Activity:
Count the lines in the records below that contain the string "pixel", matching case exactly. Give only the number.

The data:
- Opening Delimiter -

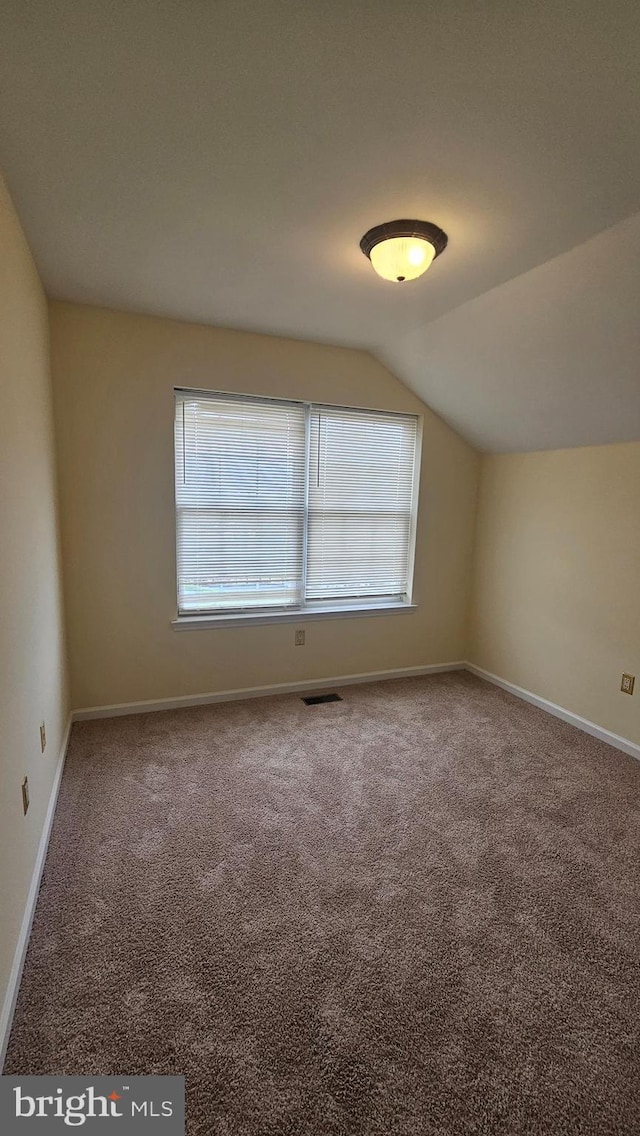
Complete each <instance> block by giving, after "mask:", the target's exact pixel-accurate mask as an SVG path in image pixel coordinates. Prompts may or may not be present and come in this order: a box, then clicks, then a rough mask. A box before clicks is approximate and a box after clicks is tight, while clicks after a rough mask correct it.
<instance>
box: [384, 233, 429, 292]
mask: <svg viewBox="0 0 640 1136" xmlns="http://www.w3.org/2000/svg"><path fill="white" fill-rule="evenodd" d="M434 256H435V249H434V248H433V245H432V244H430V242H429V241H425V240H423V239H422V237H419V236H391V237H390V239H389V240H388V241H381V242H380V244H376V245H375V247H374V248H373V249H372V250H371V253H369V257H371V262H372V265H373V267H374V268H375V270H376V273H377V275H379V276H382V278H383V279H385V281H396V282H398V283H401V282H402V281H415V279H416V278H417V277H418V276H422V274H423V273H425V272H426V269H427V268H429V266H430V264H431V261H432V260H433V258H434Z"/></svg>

- Closing Delimiter -
- Opening Delimiter -

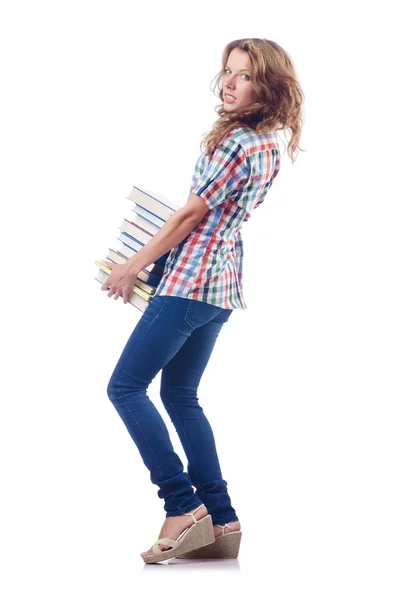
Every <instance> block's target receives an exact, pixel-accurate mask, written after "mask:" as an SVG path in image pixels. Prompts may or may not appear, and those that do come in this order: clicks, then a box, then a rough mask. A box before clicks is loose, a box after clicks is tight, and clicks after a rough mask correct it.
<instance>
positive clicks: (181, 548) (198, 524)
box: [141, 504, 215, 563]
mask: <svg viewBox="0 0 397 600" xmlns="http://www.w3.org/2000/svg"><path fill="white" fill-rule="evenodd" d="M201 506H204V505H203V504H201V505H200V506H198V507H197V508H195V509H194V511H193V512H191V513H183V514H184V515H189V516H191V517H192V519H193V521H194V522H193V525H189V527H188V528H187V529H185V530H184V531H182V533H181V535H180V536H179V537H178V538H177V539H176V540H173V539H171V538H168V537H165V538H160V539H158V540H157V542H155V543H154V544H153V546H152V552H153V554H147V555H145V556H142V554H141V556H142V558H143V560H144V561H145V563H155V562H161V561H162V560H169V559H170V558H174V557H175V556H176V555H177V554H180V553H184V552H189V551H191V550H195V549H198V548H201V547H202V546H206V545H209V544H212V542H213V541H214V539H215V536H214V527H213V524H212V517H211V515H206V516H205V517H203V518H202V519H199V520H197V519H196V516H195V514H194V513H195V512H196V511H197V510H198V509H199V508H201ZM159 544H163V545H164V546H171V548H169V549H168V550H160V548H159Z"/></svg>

- Closing Delimiter -
- Opening Delimiter -

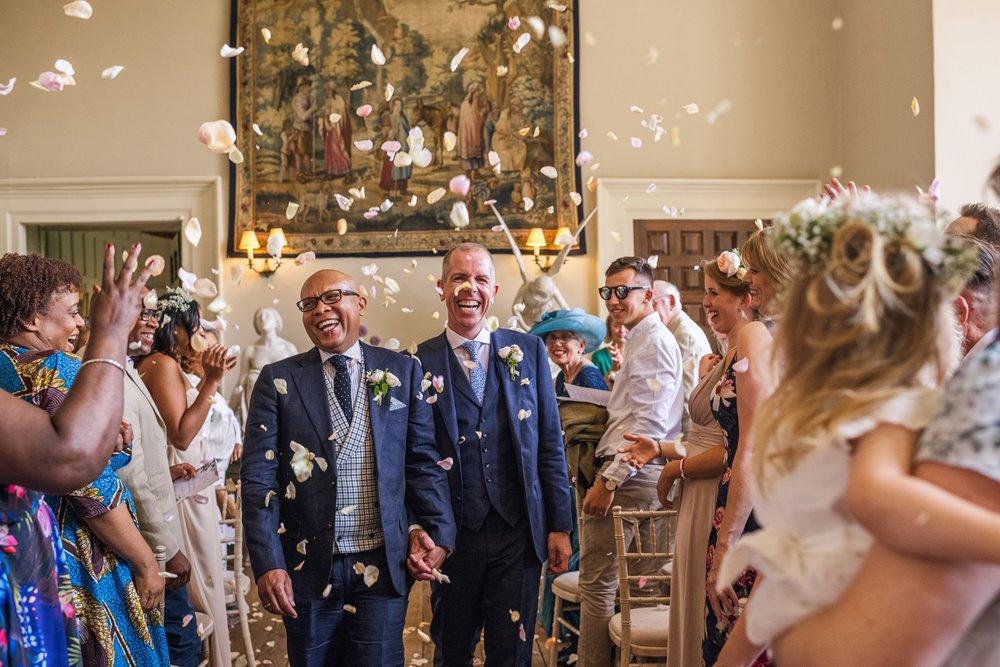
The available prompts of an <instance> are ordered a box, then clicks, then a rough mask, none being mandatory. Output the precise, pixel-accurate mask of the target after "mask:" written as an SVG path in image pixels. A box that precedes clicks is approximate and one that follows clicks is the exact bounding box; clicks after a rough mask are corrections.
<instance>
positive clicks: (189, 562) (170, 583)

- Closing Delimiter -

Solution:
3